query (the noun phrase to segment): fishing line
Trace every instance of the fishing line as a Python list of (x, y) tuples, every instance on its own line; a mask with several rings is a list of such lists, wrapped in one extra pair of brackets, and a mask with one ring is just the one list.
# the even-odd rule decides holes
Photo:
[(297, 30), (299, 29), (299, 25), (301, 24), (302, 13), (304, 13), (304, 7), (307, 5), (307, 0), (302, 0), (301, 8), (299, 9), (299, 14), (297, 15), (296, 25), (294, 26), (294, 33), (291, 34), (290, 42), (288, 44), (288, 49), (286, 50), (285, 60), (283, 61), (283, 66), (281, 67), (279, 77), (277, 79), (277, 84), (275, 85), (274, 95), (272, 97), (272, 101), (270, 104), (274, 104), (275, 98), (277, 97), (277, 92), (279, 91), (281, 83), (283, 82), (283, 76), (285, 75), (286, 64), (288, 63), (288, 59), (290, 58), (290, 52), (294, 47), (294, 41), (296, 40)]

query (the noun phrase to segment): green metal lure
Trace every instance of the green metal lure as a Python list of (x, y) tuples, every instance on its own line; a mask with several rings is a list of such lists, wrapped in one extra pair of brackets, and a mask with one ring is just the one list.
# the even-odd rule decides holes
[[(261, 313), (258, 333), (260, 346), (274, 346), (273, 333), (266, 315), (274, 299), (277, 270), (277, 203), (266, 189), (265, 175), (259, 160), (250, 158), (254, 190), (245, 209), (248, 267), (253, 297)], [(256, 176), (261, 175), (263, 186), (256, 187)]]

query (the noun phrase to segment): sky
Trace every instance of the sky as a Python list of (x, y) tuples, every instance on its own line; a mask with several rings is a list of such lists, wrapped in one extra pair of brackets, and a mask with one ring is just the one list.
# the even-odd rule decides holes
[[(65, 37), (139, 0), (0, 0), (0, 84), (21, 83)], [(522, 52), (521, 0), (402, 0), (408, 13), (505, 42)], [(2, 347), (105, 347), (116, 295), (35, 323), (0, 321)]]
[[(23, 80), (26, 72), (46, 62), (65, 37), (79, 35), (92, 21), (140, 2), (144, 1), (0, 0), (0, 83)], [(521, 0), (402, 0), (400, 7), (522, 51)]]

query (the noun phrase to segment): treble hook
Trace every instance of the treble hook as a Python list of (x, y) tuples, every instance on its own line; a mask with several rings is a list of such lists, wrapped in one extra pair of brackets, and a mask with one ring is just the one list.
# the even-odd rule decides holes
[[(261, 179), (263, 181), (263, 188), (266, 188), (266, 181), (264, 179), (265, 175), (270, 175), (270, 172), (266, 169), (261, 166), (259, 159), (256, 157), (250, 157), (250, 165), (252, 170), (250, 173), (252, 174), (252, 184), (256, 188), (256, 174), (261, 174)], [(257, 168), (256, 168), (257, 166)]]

+ + +

What you have to do:
Arrange the entries above as a two-column CSV headed instruction and outline, with one row per entry. Put each entry's text and its answer in separate quoted fields, replacing line breaks with spaces.

The reply:
instruction,outline
"query (the noun phrase to segment): fishing line Trace every instance of the fishing line as a Python list of (x, y) tuples, every instance on its own line; a mask with several rings is a list of such lists, wrapped in one extra pair of brackets, and a mask with one ring is just the one list. # the even-odd rule decides holes Photo:","[(297, 30), (299, 29), (299, 25), (301, 24), (302, 13), (304, 13), (304, 7), (307, 5), (307, 0), (302, 0), (301, 8), (299, 9), (299, 14), (297, 15), (296, 25), (294, 26), (294, 33), (291, 34), (290, 42), (288, 44), (288, 49), (286, 50), (285, 60), (283, 61), (283, 66), (281, 67), (279, 77), (277, 79), (277, 84), (275, 85), (274, 95), (272, 97), (272, 101), (270, 104), (274, 104), (275, 98), (277, 97), (277, 92), (279, 91), (281, 83), (283, 82), (283, 76), (285, 75), (286, 64), (288, 63), (288, 59), (290, 58), (290, 52), (294, 47), (294, 41), (296, 40)]"
"query (the noun phrase to segment): green metal lure Trace every instance of the green metal lure as a Python list of (x, y) tuples, every instance on its own line; a mask with several rings is a list of such lists, wrapped in one extra pair of brackets, and a mask with one ring is just the one list. # the even-odd rule decides holes","[[(261, 313), (258, 333), (260, 346), (274, 346), (273, 333), (266, 315), (274, 299), (277, 270), (277, 203), (266, 189), (265, 175), (259, 160), (250, 158), (254, 190), (245, 209), (248, 267), (253, 297)], [(256, 176), (261, 175), (263, 186), (256, 187)]]"
"query (the noun phrase to segment): sky Trace every instance of the sky as a Python list of (x, y) tuples, every instance on its own line; a mask with several rings is a list of such lists, wrapped in one extra pair of brackets, and a mask with one ring is just the one list. # the even-odd rule decides holes","[[(65, 37), (139, 0), (0, 0), (0, 84), (21, 83)], [(522, 52), (521, 0), (402, 0), (408, 13), (505, 42)], [(2, 347), (105, 347), (116, 295), (35, 323), (0, 321)]] [[(23, 80), (26, 72), (46, 62), (65, 37), (79, 35), (92, 21), (140, 2), (144, 1), (0, 0), (0, 83)], [(521, 0), (402, 0), (400, 7), (522, 51)]]"
"query (the noun phrase to segment): treble hook Trace every instance of the treble hook as a Python list of (x, y) tuples, every instance on its own line; a mask with several rings is a list of such lists, wrapped in one extra pair of brackets, and a mask with one ring is just the one list. # the even-odd rule decides holes","[[(261, 179), (263, 181), (263, 188), (266, 188), (266, 181), (264, 179), (265, 175), (270, 175), (270, 172), (266, 169), (261, 166), (259, 159), (256, 157), (250, 157), (250, 165), (252, 170), (250, 173), (252, 174), (252, 184), (256, 188), (256, 174), (261, 174)], [(257, 168), (256, 168), (257, 166)]]"